▶ [Text passage]:
Remastered images reveal how far Alan Shepard hit a golf ball on the Moon

50 years ago, the Apollo 14 astronaut hit a golf ball that traveled roughly 40 yards.

This image consists of six photographs taken from the Apollo 14 Lunar Module, enhanced and stitched into a single panorama to show the landing scene, along with the location from where Alan Shepard hit two golf balls. Both astronaut's PLSS' (life-support backpacks) can also be seen at left.

Enlarge / This image consists of six photographs taken from the Apollo 14 Lunar Module, enhanced and stitched into a single panorama to show the landing scene, along with the location from where Alan Shepard hit two golf balls. Both astronaut's PLSS' (life-support backpacks) can also be seen at left. (credit: NASA / JSC / ASU / Andy Saunders)

Fifty years ago this week, NASA astronaut Alan B. Shepard Jr. made space history when he took a few golf swings on the Moon during the Apollo 14 mission, successfully hitting two golf balls across the lunar surface. Space enthusiasts have debated for decades just how far that second ball traveled. It seems we now have an answer, thanks to the efforts of imaging specialist Andy Saunders, who digitally enhanced archival images from that mission and used them to estimate the final resting spots of the golf balls.

[Stored records]
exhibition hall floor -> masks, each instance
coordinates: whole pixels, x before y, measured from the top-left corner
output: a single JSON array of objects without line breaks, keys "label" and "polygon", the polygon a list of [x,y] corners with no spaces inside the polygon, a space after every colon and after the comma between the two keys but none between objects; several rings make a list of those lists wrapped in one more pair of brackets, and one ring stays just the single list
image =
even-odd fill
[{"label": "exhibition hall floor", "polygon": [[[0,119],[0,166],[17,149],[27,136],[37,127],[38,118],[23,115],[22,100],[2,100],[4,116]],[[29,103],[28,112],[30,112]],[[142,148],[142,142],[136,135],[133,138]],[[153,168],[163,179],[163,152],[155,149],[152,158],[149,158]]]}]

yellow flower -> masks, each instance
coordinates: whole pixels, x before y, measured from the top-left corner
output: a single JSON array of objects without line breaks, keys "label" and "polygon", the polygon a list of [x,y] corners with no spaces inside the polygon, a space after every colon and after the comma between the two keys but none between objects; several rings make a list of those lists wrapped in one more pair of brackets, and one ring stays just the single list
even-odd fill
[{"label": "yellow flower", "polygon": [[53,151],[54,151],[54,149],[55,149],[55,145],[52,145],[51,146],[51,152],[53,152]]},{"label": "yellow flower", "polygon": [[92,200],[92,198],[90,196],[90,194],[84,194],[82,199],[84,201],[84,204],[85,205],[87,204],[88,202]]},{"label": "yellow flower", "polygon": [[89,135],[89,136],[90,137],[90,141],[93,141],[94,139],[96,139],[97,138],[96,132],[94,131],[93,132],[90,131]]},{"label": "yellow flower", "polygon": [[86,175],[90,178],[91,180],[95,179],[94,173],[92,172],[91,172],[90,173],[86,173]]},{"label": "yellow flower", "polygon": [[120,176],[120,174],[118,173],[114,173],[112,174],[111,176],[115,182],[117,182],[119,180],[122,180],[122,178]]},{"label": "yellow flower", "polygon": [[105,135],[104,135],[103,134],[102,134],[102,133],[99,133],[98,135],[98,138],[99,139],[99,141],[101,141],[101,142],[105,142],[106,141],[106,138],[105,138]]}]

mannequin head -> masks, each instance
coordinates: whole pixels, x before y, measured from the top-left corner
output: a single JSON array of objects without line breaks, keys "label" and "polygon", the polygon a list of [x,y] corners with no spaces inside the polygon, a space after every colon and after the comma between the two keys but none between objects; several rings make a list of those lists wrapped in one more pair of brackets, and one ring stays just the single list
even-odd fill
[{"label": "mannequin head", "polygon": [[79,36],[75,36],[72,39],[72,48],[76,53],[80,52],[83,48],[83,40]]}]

▶ [Task requirements]:
Copy everything from "Enlarge / This" down to "the golf balls." in the Apollo 14 golf article, changing "imaging specialist" to "photo analyst".

▶ [Exercise answer]:
Enlarge / This image consists of six photographs taken from the Apollo 14 Lunar Module, enhanced and stitched into a single panorama to show the landing scene, along with the location from where Alan Shepard hit two golf balls. Both astronaut's PLSS' (life-support backpacks) can also be seen at left. (credit: NASA / JSC / ASU / Andy Saunders)

Fifty years ago this week, NASA astronaut Alan B. Shepard Jr. made space history when he took a few golf swings on the Moon during the Apollo 14 mission, successfully hitting two golf balls across the lunar surface. Space enthusiasts have debated for decades just how far that second ball traveled. It seems we now have an answer, thanks to the efforts of photo analyst Andy Saunders, who digitally enhanced archival images from that mission and used them to estimate the final resting spots of the golf balls.